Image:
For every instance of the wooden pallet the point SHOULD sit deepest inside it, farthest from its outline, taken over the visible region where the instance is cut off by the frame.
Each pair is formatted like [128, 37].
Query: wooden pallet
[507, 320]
########
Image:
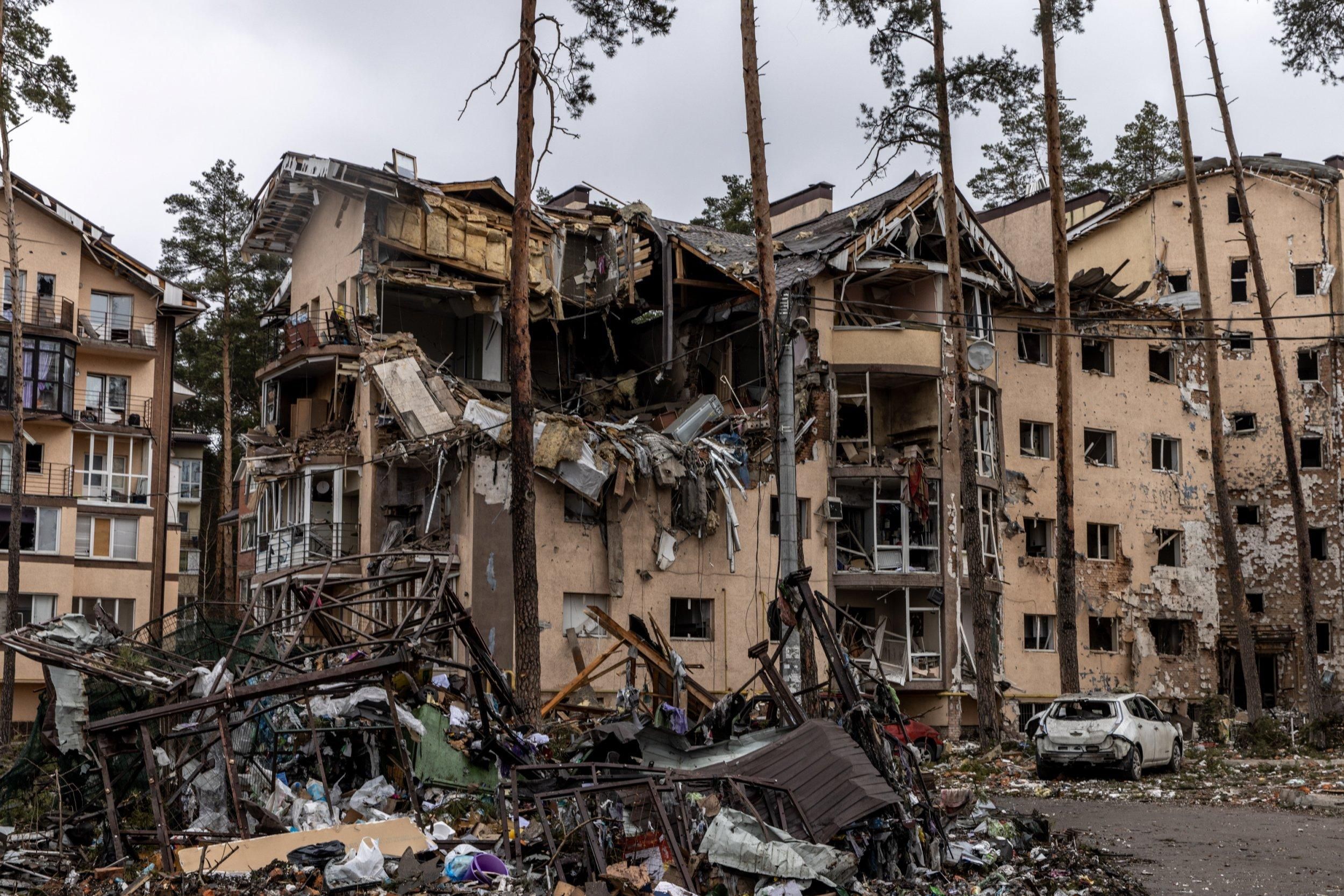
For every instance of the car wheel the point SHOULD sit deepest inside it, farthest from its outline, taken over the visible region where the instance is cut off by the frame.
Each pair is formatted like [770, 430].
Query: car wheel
########
◆ Exercise requirements:
Reply with a number only, showing how many lines of the material contain the word "like".

◆ Result of this task:
2